- **What you have to do**:
Can you print the listing below, from its first line through the line containing "[[[455,756],[473,756],[476,749],[476,728],[462,725],[455,731]]]", with both ends included and every character unchanged?

- **Source records**:
^^^^^^^^^^^^^^^^

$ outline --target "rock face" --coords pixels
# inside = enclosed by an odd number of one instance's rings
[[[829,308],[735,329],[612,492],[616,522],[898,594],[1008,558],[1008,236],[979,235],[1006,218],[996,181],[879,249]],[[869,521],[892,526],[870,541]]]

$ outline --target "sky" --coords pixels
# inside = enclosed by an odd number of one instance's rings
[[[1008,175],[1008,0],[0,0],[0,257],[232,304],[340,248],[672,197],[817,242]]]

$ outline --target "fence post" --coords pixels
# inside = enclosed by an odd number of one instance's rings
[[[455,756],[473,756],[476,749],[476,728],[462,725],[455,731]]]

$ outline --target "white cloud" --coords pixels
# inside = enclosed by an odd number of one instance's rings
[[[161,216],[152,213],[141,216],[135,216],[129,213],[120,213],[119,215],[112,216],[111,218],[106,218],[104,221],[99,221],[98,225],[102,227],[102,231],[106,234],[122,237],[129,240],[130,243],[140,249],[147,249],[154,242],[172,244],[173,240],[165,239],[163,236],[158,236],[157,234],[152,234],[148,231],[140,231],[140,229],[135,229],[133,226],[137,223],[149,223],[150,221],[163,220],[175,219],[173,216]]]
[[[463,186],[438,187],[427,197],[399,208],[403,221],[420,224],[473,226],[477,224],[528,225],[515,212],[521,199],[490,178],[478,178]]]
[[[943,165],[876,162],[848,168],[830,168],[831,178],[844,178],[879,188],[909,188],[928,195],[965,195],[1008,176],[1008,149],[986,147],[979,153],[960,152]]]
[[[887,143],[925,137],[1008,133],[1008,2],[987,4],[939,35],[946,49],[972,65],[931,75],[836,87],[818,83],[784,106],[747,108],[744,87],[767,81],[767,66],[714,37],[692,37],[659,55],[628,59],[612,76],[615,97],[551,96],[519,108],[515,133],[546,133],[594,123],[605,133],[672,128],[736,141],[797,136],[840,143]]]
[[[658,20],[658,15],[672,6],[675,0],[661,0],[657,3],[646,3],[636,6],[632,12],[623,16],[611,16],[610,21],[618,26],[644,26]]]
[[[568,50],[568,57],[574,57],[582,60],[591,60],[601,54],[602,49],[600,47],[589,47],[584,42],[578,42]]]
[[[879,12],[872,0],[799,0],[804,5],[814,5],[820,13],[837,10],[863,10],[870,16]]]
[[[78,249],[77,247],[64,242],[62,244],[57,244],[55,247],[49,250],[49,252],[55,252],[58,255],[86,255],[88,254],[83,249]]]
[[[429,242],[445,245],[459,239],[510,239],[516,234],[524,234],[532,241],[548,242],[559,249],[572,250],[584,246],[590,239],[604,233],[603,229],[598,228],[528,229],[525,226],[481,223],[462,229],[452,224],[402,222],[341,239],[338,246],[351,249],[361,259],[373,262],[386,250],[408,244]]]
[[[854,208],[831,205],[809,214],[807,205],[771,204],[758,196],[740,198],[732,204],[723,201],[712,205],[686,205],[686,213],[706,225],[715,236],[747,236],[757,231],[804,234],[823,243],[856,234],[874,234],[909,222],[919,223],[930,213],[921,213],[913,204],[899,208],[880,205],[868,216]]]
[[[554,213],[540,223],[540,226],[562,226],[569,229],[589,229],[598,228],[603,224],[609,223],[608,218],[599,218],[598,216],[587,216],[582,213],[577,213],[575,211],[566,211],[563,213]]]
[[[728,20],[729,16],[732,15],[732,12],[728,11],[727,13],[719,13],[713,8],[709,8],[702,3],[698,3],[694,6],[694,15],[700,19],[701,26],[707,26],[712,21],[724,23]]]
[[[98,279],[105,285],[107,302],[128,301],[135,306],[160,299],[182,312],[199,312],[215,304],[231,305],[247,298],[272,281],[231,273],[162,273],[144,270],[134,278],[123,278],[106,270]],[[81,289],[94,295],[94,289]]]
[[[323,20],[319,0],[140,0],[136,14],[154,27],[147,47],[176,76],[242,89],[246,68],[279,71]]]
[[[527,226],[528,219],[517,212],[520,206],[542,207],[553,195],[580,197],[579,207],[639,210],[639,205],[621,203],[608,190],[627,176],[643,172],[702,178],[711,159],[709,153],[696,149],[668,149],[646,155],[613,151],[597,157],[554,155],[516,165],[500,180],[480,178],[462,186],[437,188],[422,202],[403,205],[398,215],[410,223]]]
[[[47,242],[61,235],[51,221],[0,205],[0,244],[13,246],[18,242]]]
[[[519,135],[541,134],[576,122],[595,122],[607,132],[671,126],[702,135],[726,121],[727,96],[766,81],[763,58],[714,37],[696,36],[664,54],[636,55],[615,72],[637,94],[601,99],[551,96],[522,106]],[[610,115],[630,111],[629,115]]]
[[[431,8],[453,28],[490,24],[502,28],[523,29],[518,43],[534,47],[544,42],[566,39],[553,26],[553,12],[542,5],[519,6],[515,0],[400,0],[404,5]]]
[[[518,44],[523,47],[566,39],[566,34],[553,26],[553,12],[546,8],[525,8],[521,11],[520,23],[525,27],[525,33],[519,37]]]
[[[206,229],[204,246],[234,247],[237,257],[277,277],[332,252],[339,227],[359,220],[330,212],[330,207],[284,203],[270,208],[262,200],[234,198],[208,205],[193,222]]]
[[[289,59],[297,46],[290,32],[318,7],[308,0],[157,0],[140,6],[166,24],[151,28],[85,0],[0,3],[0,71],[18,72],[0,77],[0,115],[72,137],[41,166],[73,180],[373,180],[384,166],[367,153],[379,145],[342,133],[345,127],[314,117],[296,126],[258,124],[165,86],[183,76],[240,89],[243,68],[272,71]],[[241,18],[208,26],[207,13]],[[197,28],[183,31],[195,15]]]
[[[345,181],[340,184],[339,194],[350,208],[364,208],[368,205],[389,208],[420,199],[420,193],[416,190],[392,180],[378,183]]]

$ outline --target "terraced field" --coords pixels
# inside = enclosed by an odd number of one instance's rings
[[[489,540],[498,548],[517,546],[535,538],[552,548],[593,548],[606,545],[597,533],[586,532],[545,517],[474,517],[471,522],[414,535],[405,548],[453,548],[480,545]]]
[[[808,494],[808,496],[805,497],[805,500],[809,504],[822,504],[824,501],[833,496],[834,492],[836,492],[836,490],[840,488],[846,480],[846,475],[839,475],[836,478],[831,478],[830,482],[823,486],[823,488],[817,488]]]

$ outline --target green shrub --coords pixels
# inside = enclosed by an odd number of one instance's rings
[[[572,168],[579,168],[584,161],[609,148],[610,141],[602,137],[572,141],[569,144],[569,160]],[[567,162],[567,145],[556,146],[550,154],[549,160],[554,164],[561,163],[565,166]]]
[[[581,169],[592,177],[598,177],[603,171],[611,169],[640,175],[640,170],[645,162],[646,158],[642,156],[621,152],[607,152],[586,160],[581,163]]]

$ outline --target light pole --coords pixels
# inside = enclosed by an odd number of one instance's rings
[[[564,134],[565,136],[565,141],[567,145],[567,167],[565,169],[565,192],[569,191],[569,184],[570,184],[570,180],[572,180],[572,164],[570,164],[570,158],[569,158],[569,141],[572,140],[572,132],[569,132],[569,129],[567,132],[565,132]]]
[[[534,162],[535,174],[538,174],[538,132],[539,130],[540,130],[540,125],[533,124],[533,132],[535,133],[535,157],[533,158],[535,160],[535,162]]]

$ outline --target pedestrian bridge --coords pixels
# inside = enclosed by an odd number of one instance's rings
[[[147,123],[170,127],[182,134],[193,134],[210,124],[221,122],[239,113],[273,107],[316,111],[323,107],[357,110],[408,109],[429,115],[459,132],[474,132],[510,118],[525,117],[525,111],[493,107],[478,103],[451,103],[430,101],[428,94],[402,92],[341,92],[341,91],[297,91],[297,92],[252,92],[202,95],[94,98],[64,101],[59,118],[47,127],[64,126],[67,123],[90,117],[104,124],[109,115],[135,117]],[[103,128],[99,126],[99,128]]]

^^^^^^^^^^^^^^^^

- **Problem solution**:
$ outline --target "rock face" --coords pixels
# inside = enclosed by an odd number of one instance's rings
[[[829,308],[735,329],[612,492],[616,522],[898,594],[1008,558],[1008,236],[979,235],[1006,218],[996,181],[879,249]],[[869,521],[892,526],[870,541]]]

$ outline --target "sky" --coords pixels
# inside = enclosed by an odd number of one instance's rings
[[[1008,175],[1008,0],[0,0],[0,257],[232,304],[340,248],[672,197],[817,242]]]

$ outline --target "fence post" --coords pixels
# inside = enclosed by an odd number of one instance's rings
[[[455,756],[473,756],[476,749],[476,728],[462,725],[455,731]]]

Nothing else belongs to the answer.